* **EXERCISE TASK**
According to the passage on art exhibitions below, during what dates will the Robertson collection be displayed free to the public?

Very much looking forward to this! When the Auckland Art Gallery received the collection, they held a small preview of the Matisse, Dali and Picasso pieces. I missed out on that but I'm determined to see the full collection when the gallery reopens after its long makeover and improvement.

What a fitting way to reintroduce that key art building. Spearheaded by the legacy of famous artists and New York philanthropists (also NZ lovers) Julian and Josie Robertson, and complete with dazzling new facilities to open art to the wider public, there is surely many things to look forward to for the Auckland art scene.

The Robertson collection will be displayed free to the public in the new Julian and Josie Robertson Galleries from 3 September until 30 October 2011

Grief

Street art on Colombo Street, Christchurch, have popped up commemorating the compassion shown by a police officer when Japanese mourners came to the site of disaster. Unfortunately someone has defaced the street art, showing just how fragile, tactile and public street art can be. Somehow the modifications are reading as street art - it is a purely organic move, although it slightly ruins the reading of original artist's dignified effort and intention.

Precinct

Today was a crisp (read cold) winter's day, perfect weather to briskly walk around, taking advantage of heating in each spot of the urban environment. I decided to visit the Art Precinct down around the Auckland Art Gallery. For the third visit in a row, the blessed Goldie & Lindauer: Approaching Portraiture exhibition was still up and so was the Local Revolutionaries: Art & Change 1965 – 1986 show. Good exhibitions but does it seriously have to be around so long?? Thank goodness for Brian Brake: Lens on the World. You cannot miss it.

Upstairs the damn Call Waiting exhibition had made itself scarce for a collection of Brake's most outstanding works. I had first heard of Brian Brake from a good friend (also a creative) who said that seeing this exhibition was the feature of her trip to Wellington, even up against the various other shows at Te Papa. Now I know why. The pictures had the ability to bring you worlds away, some closer to home, each selection spanning cultures, history and sheer geography.

Photography never was really about beauty, but capturing the thing behind the thing. The real dedication to this was shown in a short documentary where Brake narrated his own story and philosophy of his art, breathing life into his oeuvre. Funnily enough, a photography show at the John Leech gallery was a sombre photo collection of the Pink and White Terraces. The photos made me think of things beyond the images (lots of terrain) and ponder it's existence if it were to be here today. The gallery staff and I agreed: what wonderful hot pools they would have been!

* **GIVEN RECORDS**
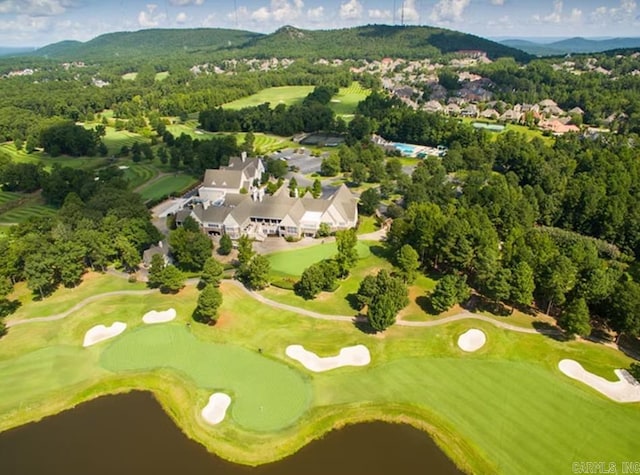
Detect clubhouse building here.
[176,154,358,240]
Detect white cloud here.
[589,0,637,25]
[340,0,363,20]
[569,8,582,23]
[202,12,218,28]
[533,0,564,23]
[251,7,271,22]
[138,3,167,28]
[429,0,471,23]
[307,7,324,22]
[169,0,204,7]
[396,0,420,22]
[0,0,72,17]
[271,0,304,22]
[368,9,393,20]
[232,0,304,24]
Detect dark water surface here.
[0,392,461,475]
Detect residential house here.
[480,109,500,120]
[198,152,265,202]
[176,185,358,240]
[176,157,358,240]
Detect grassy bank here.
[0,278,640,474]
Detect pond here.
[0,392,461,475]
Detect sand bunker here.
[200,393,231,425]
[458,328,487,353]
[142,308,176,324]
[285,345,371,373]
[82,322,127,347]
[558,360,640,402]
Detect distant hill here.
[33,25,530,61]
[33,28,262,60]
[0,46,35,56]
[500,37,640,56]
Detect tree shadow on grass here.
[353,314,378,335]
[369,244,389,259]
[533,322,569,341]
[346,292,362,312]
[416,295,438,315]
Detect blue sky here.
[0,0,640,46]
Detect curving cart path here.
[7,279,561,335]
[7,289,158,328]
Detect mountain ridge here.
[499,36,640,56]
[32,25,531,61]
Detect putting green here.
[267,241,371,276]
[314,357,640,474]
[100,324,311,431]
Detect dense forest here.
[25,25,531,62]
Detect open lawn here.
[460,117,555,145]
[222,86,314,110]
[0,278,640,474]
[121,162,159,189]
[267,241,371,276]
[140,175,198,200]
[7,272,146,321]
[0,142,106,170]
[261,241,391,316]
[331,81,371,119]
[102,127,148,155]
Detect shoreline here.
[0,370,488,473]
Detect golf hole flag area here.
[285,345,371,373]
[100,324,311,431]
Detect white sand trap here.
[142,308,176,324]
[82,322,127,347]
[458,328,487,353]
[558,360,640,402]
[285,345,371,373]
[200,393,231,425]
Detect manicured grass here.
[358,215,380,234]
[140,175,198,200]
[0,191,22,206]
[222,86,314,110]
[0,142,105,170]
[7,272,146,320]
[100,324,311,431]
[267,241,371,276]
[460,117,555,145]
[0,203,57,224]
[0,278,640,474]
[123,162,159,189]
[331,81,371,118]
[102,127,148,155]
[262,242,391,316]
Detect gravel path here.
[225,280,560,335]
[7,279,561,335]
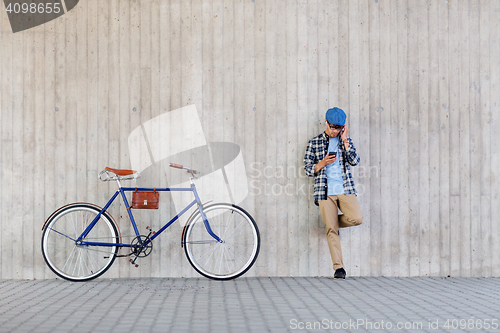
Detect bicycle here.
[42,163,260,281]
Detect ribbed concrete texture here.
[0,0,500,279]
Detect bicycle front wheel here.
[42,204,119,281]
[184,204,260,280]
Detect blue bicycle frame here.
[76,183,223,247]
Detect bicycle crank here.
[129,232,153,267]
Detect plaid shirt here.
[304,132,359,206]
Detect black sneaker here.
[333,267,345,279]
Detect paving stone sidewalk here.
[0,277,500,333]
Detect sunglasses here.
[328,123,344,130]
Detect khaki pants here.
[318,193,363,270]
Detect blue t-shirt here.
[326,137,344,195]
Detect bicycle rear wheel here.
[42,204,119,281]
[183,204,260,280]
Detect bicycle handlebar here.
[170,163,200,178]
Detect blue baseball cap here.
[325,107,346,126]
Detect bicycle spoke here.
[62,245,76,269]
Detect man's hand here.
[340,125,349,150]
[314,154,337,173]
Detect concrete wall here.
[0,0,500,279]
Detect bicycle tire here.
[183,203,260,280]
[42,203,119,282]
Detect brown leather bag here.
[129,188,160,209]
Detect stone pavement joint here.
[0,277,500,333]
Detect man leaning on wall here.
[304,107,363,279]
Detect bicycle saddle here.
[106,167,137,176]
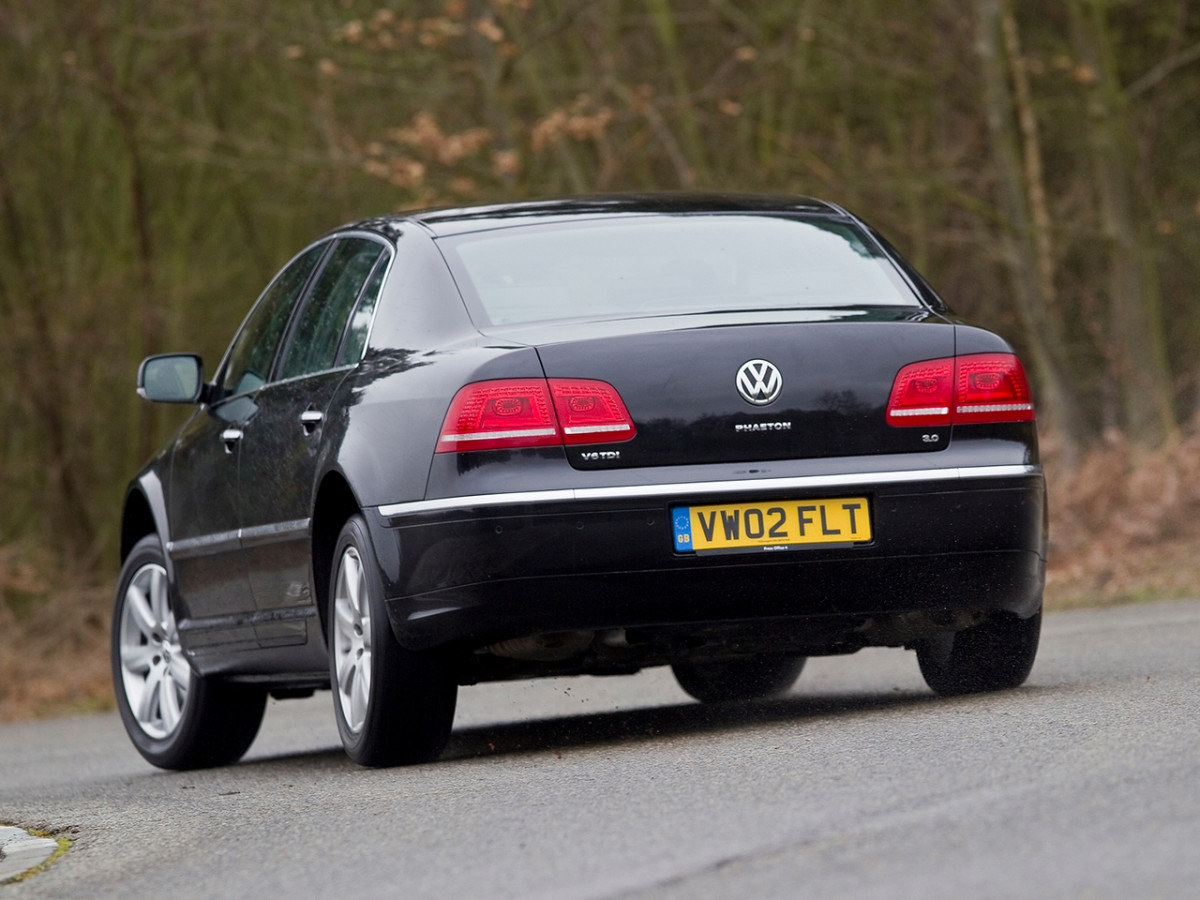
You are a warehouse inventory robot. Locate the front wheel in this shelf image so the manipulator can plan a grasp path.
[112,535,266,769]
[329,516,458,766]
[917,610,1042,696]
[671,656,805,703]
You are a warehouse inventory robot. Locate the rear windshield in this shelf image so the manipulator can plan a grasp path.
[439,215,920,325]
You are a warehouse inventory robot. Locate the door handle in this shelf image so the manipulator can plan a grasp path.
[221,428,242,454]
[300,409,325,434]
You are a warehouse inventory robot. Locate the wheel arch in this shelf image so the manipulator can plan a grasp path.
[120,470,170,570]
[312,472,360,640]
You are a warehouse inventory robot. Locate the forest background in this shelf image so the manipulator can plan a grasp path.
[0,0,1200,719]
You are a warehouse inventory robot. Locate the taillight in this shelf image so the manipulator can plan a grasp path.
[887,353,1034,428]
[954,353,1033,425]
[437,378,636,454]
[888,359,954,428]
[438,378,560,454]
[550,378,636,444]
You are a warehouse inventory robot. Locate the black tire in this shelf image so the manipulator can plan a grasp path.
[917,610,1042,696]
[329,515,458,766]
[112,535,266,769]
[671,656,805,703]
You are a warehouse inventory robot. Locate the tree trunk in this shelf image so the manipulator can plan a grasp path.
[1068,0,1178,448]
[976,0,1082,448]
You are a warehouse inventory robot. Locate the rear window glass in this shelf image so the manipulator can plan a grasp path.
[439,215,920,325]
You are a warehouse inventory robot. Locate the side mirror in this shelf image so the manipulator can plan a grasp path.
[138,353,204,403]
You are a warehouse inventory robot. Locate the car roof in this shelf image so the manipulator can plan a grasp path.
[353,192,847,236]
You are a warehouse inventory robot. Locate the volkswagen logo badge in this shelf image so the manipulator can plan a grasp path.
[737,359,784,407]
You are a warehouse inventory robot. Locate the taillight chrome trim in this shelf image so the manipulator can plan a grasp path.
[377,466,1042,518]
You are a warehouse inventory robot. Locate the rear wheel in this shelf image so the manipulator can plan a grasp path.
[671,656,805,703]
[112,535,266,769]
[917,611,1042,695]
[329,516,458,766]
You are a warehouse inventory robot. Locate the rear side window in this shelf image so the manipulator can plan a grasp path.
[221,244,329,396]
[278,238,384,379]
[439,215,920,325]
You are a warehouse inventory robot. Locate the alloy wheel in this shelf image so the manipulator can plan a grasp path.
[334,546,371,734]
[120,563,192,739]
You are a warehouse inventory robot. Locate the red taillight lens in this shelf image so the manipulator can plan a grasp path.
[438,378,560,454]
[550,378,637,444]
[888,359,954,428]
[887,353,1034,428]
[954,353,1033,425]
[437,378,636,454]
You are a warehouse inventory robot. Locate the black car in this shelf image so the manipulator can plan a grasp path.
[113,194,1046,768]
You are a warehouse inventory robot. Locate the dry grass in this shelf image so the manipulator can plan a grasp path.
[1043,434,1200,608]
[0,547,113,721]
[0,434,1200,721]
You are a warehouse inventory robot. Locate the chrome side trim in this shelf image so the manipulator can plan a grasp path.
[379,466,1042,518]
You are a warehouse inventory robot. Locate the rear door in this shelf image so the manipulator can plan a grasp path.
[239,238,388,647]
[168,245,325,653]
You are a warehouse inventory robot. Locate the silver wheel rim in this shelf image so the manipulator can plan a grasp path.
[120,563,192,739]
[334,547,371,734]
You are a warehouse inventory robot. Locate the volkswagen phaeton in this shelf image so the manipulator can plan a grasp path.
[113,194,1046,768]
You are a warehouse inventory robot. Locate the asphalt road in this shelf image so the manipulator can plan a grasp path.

* **WRITTEN RESPONSE**
From 3 September until 30 October 2011.